Copy out only the lines below that contain the string "fireplace", treating uppercase and lowercase as different.

Supplied entries:
— start —
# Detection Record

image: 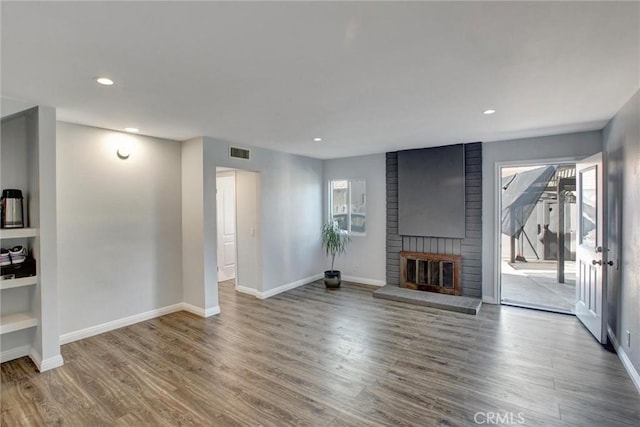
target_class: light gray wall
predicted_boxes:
[203,137,324,294]
[56,122,182,334]
[482,131,602,304]
[603,91,640,378]
[235,170,262,293]
[181,138,207,309]
[322,154,387,285]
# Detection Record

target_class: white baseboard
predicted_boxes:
[256,273,324,299]
[236,285,258,296]
[60,303,188,345]
[607,326,640,393]
[342,274,387,287]
[29,348,64,372]
[482,296,498,304]
[0,345,31,363]
[182,302,220,317]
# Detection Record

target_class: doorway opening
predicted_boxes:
[216,168,237,294]
[216,167,262,302]
[500,164,578,314]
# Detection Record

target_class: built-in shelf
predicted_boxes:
[0,276,38,290]
[0,228,38,239]
[0,313,38,335]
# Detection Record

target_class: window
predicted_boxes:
[329,179,367,235]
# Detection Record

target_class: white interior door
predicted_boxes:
[216,172,236,282]
[576,153,607,344]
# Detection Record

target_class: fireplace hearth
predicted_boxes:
[400,251,462,295]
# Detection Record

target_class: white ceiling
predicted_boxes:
[1,1,640,158]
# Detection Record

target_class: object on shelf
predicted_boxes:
[0,189,24,228]
[0,256,36,280]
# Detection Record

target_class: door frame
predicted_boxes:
[493,156,592,305]
[216,171,238,290]
[576,152,609,345]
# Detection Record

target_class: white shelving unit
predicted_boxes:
[0,313,38,335]
[0,228,38,240]
[0,276,38,290]
[0,103,63,371]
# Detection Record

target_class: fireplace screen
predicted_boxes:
[400,251,462,295]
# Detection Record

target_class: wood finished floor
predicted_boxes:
[0,282,640,426]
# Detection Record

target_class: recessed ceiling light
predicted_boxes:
[96,77,113,86]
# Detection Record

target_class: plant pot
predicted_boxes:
[324,270,341,289]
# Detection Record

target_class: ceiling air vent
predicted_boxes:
[229,147,251,160]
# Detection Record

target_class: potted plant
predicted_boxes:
[321,221,351,289]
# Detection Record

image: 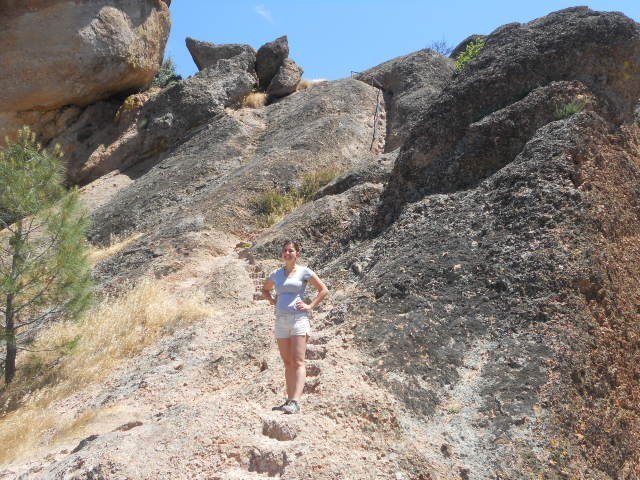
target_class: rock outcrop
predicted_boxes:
[356,49,454,152]
[267,58,303,97]
[256,35,289,90]
[0,0,170,142]
[186,37,256,71]
[0,4,640,480]
[53,54,257,184]
[87,79,384,283]
[449,33,487,60]
[387,7,640,216]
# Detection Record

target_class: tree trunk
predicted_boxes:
[4,220,23,385]
[4,293,17,385]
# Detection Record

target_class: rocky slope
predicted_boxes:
[0,0,171,141]
[3,3,640,480]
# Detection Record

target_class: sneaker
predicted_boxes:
[271,398,291,412]
[282,400,300,414]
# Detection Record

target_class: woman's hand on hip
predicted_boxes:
[296,300,313,312]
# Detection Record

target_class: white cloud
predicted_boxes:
[254,5,273,22]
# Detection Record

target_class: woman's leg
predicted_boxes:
[278,337,296,400]
[289,335,307,401]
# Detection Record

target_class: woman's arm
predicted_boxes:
[296,273,329,311]
[262,278,278,305]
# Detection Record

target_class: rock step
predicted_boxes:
[262,414,300,442]
[220,468,270,480]
[306,344,327,360]
[249,447,291,477]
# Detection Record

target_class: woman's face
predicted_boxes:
[282,243,300,262]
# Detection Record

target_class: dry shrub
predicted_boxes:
[89,233,142,265]
[0,280,212,463]
[242,92,267,108]
[252,167,341,227]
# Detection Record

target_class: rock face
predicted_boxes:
[449,34,487,60]
[267,58,303,97]
[186,37,256,71]
[87,78,384,283]
[380,7,640,218]
[356,49,454,151]
[256,35,289,90]
[53,54,256,184]
[0,4,640,480]
[0,0,170,138]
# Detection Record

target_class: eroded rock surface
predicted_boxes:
[53,54,256,183]
[256,35,289,90]
[0,0,170,139]
[387,7,640,213]
[186,37,256,71]
[267,58,303,97]
[1,3,640,480]
[356,49,454,152]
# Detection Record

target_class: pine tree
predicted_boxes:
[0,127,92,384]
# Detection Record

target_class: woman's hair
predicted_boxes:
[282,238,302,253]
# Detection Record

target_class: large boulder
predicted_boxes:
[356,49,454,152]
[186,37,256,71]
[53,55,256,184]
[0,0,170,138]
[267,58,303,97]
[92,79,384,246]
[385,7,640,220]
[256,35,289,89]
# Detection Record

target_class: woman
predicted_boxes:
[262,240,329,413]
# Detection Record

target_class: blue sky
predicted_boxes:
[166,0,640,79]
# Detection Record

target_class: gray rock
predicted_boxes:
[356,49,454,152]
[186,37,256,72]
[252,183,382,267]
[92,79,384,258]
[57,54,256,184]
[449,33,487,60]
[385,7,640,215]
[267,58,303,97]
[256,35,289,90]
[315,150,398,199]
[0,0,171,143]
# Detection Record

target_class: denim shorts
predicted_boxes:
[274,312,311,338]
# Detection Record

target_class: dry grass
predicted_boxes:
[296,78,314,92]
[0,280,211,463]
[242,92,267,108]
[252,167,341,227]
[89,233,143,265]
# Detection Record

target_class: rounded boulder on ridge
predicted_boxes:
[0,0,171,138]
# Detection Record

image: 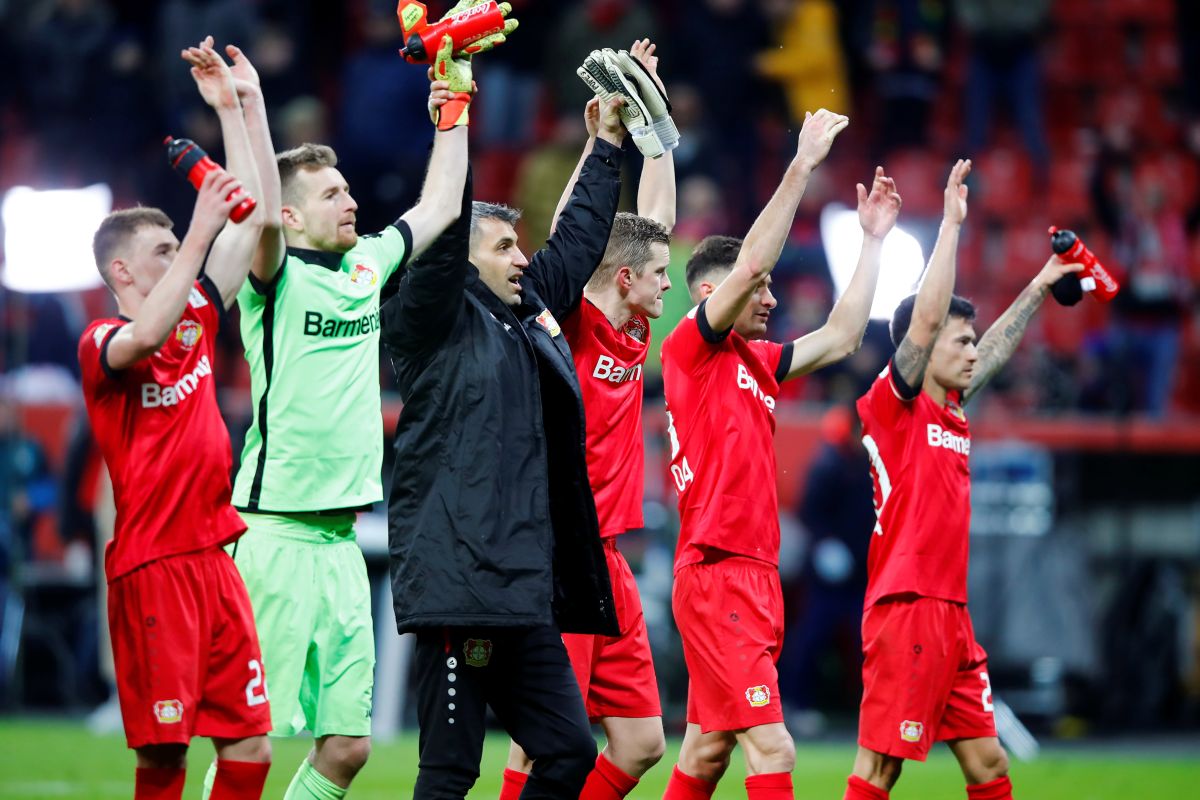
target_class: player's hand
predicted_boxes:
— end —
Answer to the task:
target_class: fireplace hearth
target_class: fireplace screen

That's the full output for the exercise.